* **To be done**: Can you set out every line of the listing below as a JSON list of strings, one string per line, with blank lines left out?

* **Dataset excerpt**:
=======

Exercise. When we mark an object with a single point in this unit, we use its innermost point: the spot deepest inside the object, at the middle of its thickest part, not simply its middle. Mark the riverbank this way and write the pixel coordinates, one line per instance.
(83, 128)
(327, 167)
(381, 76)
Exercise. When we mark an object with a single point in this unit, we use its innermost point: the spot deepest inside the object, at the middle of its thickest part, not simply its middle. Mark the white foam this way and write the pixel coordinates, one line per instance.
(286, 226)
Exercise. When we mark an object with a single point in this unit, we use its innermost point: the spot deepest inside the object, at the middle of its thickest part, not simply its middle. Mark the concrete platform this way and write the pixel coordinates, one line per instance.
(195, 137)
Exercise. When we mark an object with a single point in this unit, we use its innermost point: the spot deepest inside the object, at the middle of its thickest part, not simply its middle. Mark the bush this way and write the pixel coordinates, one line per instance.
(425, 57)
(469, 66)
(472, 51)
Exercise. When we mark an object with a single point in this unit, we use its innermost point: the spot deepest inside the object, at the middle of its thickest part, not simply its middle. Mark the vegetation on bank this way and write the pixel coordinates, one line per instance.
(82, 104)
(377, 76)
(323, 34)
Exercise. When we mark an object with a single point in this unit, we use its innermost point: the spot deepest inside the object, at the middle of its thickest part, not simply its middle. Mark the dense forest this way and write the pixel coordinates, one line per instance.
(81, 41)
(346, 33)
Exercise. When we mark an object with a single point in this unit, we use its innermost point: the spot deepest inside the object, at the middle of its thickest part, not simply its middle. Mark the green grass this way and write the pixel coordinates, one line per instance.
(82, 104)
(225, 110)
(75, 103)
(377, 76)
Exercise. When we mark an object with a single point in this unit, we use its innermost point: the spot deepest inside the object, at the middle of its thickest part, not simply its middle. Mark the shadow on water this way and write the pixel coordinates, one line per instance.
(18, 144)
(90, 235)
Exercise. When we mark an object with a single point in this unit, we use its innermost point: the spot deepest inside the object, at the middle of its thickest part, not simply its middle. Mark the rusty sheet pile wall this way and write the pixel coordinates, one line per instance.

=======

* **Written solution**:
[
  "Exercise. When we mark an object with a single point in this unit, we use its innermost point: the spot deepest inside the object, at the middle of its thickest part, not simply its middle. Mark the riverbank this way and write the pixel coordinates, one line per instance.",
  "(83, 128)",
  "(327, 167)",
  "(381, 76)",
  "Exercise. When we mark an object with a single point in this unit, we use its innermost point: the spot deepest inside the object, at the middle of its thickest part, not simply its middle. Mark the white foam this way and write the pixel coordinates, one line per instance.",
  "(286, 226)",
  "Exercise. When we mark an object with a single point in this unit, we use its innermost point: the spot deepest inside the object, at the middle of its thickest part, not simply its middle. Mark the concrete platform this way and write the pixel coordinates, one line per instance.",
  "(195, 137)",
  "Exercise. When we mark an object with a single point in this unit, we use its innermost point: the spot deepest inside the object, at the middle of its thickest part, not simply its middle. Mark the bush this way and write the pixel coordinates, one line per instance.",
  "(425, 57)",
  "(469, 66)",
  "(472, 51)",
  "Exercise. When we mark an object with a single point in this unit, we use its innermost point: the spot deepest inside the object, at the middle of its thickest part, not simply its middle. Mark the vegetation on bank this way and write the pixel coordinates, one line per instance.",
  "(82, 104)",
  "(377, 76)",
  "(323, 34)",
  "Exercise. When we mark an object with a single point in this unit, we use its innermost point: the spot deepest inside the object, at the middle of its thickest part, not simply its middle. Mark the dense forest this way and write the pixel coordinates, one line per instance.",
  "(81, 41)",
  "(346, 33)",
  "Exercise. When we mark an object with a single point in this unit, we use its innermost point: the spot deepest inside the object, at the middle of its thickest part, not simply its middle. Mark the green grass this way and write the pixel coordinates, one line per instance.",
  "(82, 104)",
  "(225, 110)",
  "(75, 103)",
  "(377, 76)",
  "Exercise. When we mark an object with a single point in this unit, we use its innermost point: the spot deepest inside the object, at the middle of its thickest part, not simply its middle. Mark the shadow on water this way and write the pixel coordinates, one line per instance.",
  "(18, 144)",
  "(90, 235)",
  "Exercise. When we mark an object with a single point in this unit, we use its innermost point: the spot deepest inside the object, at the middle of its thickest part, not simply its middle. Mark the rusty sheet pile wall this way and write the pixel coordinates, one line per instance."
]